** Requirement 1 **
Please print the passage of the Captain Chatfield post from "Wow, poor Uncle" to "batten the hatches.", word for word.

** Page extract **

Some more Chatfield

Churbuck.com » Part 7 – The Reminiscences of Captain Thomas Chatfield

Coming to the end of his first, and very successful voyage as Captain, Thomas returns to the Sea of Okhotsk to rescue Uncle Bethuel, who wintered on Elbow Island in Shantar Bay. I’m on page 88 of the 162-page typescript. Tomorrow, he returns to Cotuit, hangs up his harpoon, and the tale shifts to the Civil War.

More Captain Chat Part 7 – Uncle Bethuel is Wrecked in Siberia

Churbuck.com » Part 7 – The Reminiscences of Captain Thomas Chatfield

“It was the first of October, and no help would reach them, or anyone know anything about them before the following May, with food enough, with close economy, to last from three to four months and scurvy (that scourge of the High latitudes) sure to make its appearance in a short time…”

Wow, poor Uncle Bethuel goes ashore on an island in the Ochotsk Sea, builds a camp, crosses the frozen straits, finds some Cossacks, and doesn’t lose one of his 32 men. Let’s see, today I listened to a tele-direct web discussion about PTI rates, accessory attach rates, and debated the fine points of a merged agenda for an Integrated Media marketing presentation ….. Garrr. Time to swash the buckle and batten the hatches.

** Requirement 2 **
Pull out every line of the records that contains the string "instance". Case counts.

** Extracted material **
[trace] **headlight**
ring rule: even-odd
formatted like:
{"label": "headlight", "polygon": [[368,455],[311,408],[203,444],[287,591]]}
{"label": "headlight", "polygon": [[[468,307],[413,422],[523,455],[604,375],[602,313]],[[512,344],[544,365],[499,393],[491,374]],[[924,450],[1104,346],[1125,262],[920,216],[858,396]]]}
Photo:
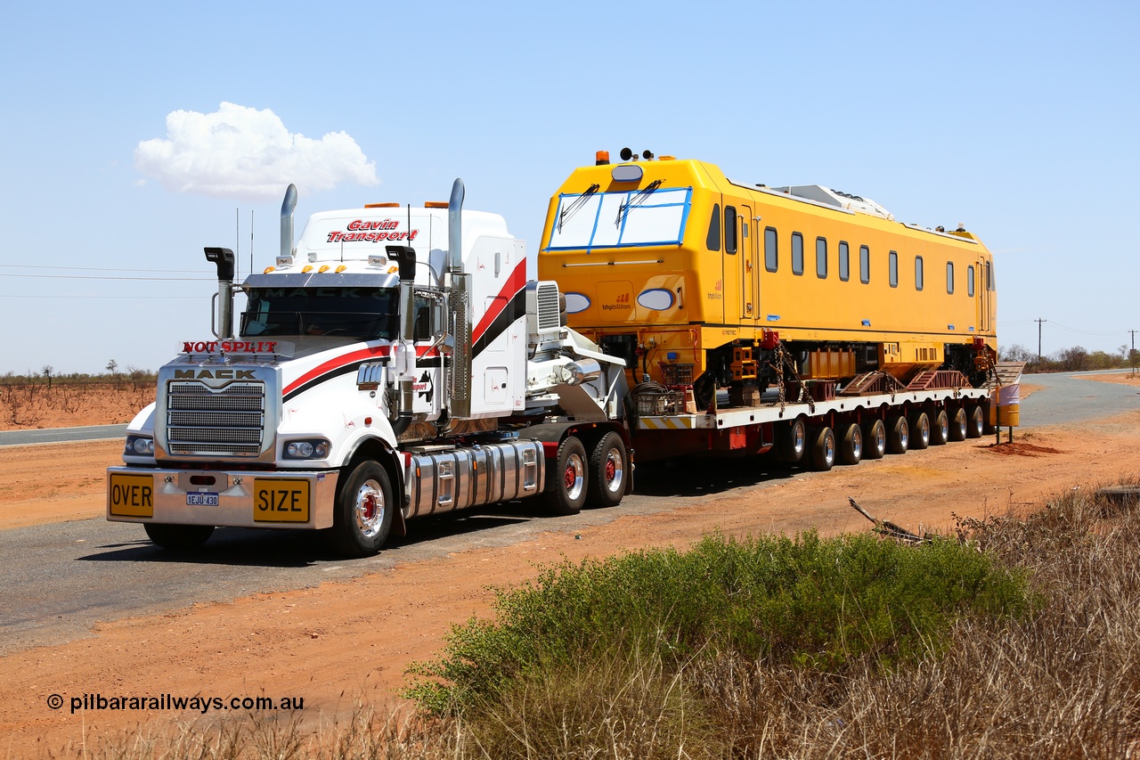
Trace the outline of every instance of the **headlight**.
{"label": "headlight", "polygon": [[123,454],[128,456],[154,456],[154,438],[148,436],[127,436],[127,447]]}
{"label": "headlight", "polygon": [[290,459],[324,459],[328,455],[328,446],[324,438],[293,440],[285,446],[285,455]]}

--

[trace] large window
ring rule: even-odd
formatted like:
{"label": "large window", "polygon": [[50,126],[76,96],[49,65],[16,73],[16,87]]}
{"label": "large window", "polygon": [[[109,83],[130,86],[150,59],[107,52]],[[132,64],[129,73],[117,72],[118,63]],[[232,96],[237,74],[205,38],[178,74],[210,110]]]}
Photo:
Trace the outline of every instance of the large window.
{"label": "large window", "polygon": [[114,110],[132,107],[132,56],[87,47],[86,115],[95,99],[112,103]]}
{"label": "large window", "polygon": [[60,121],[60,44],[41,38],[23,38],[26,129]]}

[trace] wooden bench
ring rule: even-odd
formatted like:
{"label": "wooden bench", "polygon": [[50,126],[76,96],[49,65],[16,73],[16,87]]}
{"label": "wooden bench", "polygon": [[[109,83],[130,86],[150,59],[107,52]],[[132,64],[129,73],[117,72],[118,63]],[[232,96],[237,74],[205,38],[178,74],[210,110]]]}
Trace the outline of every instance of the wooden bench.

** Correct result 1 **
Wow, poor Uncle Bethuel goes ashore on an island in the Ochotsk Sea, builds a camp, crosses the frozen straits, finds some Cossacks, and doesn’t lose one of his 32 men. Let’s see, today I listened to a tele-direct web discussion about PTI rates, accessory attach rates, and debated the fine points of a merged agenda for an Integrated Media marketing presentation ….. Garrr. Time to swash the buckle and batten the hatches.

** Correct result 2 **
Trace the outline of every instance of the **headlight**.
Trace the outline of every instance of the large window.
Trace the outline of every instance of the wooden bench.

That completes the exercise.